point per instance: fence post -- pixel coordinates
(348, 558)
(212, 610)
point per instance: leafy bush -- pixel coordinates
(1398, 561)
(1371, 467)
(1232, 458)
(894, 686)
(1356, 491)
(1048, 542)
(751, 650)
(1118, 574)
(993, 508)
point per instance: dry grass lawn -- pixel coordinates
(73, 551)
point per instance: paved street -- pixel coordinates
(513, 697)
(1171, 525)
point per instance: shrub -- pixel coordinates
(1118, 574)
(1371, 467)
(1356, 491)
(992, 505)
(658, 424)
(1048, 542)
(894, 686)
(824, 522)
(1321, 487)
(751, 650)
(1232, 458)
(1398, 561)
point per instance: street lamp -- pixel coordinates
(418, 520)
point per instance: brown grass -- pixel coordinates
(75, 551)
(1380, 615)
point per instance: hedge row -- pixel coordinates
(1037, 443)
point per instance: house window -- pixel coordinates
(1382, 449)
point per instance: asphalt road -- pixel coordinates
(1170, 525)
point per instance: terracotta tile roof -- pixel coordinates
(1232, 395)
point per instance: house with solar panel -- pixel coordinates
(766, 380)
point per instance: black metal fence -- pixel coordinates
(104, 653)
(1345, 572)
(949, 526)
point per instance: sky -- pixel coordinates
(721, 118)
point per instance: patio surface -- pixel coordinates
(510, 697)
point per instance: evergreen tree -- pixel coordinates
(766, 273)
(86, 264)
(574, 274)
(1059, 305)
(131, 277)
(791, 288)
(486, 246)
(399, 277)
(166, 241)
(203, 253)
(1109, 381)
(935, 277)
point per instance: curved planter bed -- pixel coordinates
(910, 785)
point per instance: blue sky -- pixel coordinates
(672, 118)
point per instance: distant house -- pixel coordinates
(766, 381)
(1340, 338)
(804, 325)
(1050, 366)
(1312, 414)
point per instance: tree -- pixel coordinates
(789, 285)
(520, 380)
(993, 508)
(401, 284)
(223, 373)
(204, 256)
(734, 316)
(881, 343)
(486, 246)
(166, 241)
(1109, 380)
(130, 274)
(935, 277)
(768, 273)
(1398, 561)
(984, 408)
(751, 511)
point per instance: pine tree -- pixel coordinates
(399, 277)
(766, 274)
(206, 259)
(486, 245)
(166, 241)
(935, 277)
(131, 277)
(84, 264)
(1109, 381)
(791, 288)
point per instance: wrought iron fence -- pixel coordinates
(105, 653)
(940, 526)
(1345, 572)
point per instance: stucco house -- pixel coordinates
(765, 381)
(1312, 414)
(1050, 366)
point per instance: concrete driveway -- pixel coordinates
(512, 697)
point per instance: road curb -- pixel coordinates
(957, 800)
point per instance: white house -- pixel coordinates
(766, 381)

****

EXERCISE AIM: Every line of the listing must be transcribed exactly.

WORKED SOLUTION:
point per instance: fence post -- pixel coordinates
(348, 558)
(212, 610)
point per instance: leafy bush -- pixel coordinates
(1398, 561)
(1371, 467)
(1232, 458)
(894, 686)
(1356, 491)
(1048, 542)
(751, 650)
(1118, 574)
(993, 508)
point per instance: dry grass lawn -- pixel coordinates
(73, 551)
point per instance: paved street -- pixel coordinates
(513, 697)
(1171, 525)
point per instance: shrub -- pixel coordinates
(1118, 574)
(1371, 467)
(1356, 491)
(992, 505)
(658, 424)
(1048, 542)
(894, 686)
(824, 522)
(1321, 487)
(751, 650)
(1232, 458)
(1398, 561)
point per instance: street lamp -- pixel coordinates
(418, 520)
point per instance: brown grass -- pixel coordinates
(75, 551)
(1380, 615)
point per instance: hedge row -- pixel coordinates
(1037, 443)
point per instance: house window -- pixel coordinates
(1382, 449)
point per instance: asphalt road -- pixel coordinates
(1170, 525)
point per instance: terracotta tile roof -- pixel coordinates
(1232, 395)
point per instance: house with solar panel -- pixel coordinates
(766, 380)
point per instance: black metal fence -- pixel coordinates
(104, 653)
(1345, 572)
(949, 526)
point per instance: sky -- pixel coordinates
(721, 118)
point per instance: patio surface -- pixel coordinates
(510, 697)
point per instance: evergreen tree -- pixel coordinates
(766, 273)
(86, 264)
(574, 274)
(1059, 305)
(131, 277)
(791, 288)
(486, 246)
(399, 277)
(166, 241)
(203, 253)
(1109, 381)
(935, 277)
point per instance: curved planter bed -- pixel coordinates
(910, 785)
point per instance: blue sky -- pixel coordinates
(672, 118)
point per instance: distant house -- pixel coordinates
(766, 381)
(1340, 338)
(804, 325)
(1050, 366)
(1312, 414)
point per instance: tree -- pixel coordinates
(789, 285)
(520, 380)
(993, 508)
(401, 284)
(223, 373)
(204, 256)
(734, 316)
(881, 343)
(486, 246)
(166, 241)
(1109, 380)
(130, 274)
(935, 277)
(768, 273)
(1398, 561)
(984, 408)
(751, 511)
point per instance: pine tree -- pixel coordinates
(399, 277)
(766, 274)
(206, 259)
(486, 245)
(166, 241)
(935, 277)
(131, 277)
(84, 264)
(1109, 381)
(791, 288)
point per instance: wrought iron fence -- pixel coordinates
(105, 653)
(940, 526)
(1345, 572)
point per instance: stucco house -- pixel coordinates
(765, 381)
(1312, 414)
(1050, 366)
point per instance: concrete driveway -- pixel coordinates
(512, 697)
point per instance: road curb -- pixel coordinates
(957, 800)
point per instance: white house -- pixel coordinates
(766, 381)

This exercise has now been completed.